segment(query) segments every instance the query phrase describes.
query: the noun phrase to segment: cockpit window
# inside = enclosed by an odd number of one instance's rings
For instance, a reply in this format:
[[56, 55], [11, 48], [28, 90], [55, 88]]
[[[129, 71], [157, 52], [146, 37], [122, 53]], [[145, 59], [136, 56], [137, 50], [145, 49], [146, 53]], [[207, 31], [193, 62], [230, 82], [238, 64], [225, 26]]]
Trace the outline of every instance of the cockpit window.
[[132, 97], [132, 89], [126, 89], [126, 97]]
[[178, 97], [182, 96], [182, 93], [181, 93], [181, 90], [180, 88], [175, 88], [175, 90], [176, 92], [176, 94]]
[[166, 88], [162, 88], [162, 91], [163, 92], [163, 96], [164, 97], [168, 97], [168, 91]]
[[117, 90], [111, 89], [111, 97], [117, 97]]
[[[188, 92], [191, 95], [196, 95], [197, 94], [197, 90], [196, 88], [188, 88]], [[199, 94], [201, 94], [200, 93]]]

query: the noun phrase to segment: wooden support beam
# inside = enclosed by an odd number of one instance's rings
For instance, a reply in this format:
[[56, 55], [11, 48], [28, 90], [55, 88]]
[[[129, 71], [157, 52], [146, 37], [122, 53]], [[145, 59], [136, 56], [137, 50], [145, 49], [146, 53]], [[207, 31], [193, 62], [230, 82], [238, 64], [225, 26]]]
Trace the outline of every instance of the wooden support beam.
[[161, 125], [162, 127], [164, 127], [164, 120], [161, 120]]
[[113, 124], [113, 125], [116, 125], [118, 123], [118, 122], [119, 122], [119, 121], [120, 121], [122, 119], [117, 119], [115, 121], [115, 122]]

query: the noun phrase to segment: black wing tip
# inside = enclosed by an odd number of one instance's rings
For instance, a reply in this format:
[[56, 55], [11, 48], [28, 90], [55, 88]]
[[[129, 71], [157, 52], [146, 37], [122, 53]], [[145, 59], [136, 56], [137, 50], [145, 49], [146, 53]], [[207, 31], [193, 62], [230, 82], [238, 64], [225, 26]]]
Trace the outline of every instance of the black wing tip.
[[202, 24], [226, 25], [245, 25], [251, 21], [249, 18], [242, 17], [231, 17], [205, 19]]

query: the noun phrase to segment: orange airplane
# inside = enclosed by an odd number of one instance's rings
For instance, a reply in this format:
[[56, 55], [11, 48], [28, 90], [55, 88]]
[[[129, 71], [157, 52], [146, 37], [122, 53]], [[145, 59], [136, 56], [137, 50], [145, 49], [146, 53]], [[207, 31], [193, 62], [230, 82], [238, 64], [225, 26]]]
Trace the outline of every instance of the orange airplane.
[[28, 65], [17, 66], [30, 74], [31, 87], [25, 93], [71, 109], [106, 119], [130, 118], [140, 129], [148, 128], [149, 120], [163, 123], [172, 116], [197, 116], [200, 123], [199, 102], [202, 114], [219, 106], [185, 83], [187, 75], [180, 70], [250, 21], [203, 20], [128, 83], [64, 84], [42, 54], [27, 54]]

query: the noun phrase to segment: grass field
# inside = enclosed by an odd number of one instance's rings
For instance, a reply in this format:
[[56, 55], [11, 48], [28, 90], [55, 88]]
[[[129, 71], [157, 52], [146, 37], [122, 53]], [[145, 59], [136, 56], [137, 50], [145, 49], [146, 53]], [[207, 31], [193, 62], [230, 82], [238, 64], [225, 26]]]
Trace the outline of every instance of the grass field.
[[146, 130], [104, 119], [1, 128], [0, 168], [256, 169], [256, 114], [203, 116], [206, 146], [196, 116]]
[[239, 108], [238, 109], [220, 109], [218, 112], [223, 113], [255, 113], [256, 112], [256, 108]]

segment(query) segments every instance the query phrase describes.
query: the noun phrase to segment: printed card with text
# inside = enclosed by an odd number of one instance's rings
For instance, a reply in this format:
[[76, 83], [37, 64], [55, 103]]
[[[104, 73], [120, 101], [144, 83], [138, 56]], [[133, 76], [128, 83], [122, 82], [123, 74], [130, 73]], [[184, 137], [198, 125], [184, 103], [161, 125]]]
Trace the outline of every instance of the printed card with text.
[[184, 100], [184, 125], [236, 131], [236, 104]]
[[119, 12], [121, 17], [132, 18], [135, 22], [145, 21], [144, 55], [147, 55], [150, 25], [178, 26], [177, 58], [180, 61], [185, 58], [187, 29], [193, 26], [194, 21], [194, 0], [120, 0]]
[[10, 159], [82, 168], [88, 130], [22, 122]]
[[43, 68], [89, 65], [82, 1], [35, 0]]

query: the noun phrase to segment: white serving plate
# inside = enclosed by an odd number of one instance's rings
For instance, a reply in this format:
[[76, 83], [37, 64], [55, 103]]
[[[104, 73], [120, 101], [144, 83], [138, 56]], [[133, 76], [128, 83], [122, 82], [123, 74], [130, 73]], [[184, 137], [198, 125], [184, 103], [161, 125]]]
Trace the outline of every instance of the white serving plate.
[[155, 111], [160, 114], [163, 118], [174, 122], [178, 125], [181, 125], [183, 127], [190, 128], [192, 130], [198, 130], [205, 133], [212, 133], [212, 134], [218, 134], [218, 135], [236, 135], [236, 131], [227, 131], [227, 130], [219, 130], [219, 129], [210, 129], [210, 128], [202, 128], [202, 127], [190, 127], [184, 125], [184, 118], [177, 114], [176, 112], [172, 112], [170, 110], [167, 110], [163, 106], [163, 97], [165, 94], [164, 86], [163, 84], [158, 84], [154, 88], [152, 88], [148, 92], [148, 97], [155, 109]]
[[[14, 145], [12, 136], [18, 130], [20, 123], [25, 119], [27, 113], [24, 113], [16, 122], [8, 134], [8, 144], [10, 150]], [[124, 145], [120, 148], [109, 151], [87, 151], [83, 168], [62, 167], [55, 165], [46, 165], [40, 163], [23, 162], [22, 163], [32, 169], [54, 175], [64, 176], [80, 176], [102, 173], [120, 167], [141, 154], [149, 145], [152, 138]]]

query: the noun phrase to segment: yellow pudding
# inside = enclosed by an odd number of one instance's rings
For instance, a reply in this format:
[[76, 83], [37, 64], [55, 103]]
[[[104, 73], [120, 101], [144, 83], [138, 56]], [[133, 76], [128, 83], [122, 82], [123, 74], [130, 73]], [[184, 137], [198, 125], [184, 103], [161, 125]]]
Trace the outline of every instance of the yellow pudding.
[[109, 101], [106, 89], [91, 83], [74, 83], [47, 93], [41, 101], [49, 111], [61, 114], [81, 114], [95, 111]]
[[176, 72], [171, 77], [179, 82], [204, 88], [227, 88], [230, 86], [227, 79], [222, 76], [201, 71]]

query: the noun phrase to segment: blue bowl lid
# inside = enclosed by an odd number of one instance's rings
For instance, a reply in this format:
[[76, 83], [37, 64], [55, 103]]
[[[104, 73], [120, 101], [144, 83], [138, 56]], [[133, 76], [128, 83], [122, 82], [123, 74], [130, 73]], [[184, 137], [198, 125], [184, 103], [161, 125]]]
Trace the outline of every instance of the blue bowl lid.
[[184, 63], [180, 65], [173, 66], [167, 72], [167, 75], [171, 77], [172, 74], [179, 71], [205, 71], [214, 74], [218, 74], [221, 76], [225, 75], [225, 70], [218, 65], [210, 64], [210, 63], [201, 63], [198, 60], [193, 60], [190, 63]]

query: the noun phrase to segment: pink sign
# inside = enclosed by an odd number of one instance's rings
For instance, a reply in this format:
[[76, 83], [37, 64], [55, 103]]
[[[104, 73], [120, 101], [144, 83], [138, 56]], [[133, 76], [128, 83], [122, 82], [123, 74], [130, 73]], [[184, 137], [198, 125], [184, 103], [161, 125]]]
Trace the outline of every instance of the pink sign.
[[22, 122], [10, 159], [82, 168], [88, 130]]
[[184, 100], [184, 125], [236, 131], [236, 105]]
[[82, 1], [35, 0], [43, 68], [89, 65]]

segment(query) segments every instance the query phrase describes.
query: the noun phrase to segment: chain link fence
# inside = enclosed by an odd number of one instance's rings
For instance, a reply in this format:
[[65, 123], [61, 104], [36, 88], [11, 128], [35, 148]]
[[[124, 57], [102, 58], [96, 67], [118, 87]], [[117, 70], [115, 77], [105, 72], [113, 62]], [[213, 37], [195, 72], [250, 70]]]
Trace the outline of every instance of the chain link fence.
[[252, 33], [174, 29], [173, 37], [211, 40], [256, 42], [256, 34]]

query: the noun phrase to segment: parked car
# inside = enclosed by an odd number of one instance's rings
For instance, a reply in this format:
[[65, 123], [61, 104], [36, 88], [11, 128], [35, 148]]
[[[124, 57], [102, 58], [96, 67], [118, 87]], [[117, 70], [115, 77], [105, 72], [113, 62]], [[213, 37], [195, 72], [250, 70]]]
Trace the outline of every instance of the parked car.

*****

§ **WHAT THE TASK ASKS**:
Copy the data from its first line through the line containing "94], [200, 93]]]", and swap "cockpit window" for "passenger window" while leaving everything else unchanged.

§ **TASK OUTPUT**:
segment(query) segments every instance the query phrase describes.
query: the noun phrase to segment: passenger window
# inside = enclosed by an odd number of one instance's rings
For instance, a reply in this format:
[[56, 55], [11, 48], [28, 90], [55, 88]]
[[[129, 71], [157, 52], [146, 37], [122, 53]], [[145, 59], [136, 56], [137, 50], [145, 49], [146, 53]], [[207, 31], [193, 62], [230, 82], [238, 64], [225, 26]]]
Trace the outline of every instance of the passenger window.
[[132, 97], [132, 89], [126, 89], [126, 97]]
[[178, 97], [182, 96], [182, 93], [181, 93], [181, 90], [180, 88], [175, 88], [175, 90], [176, 92], [176, 94]]
[[166, 88], [162, 88], [162, 91], [163, 92], [163, 96], [164, 97], [168, 97], [168, 91]]
[[117, 90], [111, 89], [111, 97], [117, 97]]
[[[188, 92], [191, 95], [196, 95], [197, 94], [197, 90], [196, 88], [188, 88]], [[199, 94], [201, 94], [200, 93]]]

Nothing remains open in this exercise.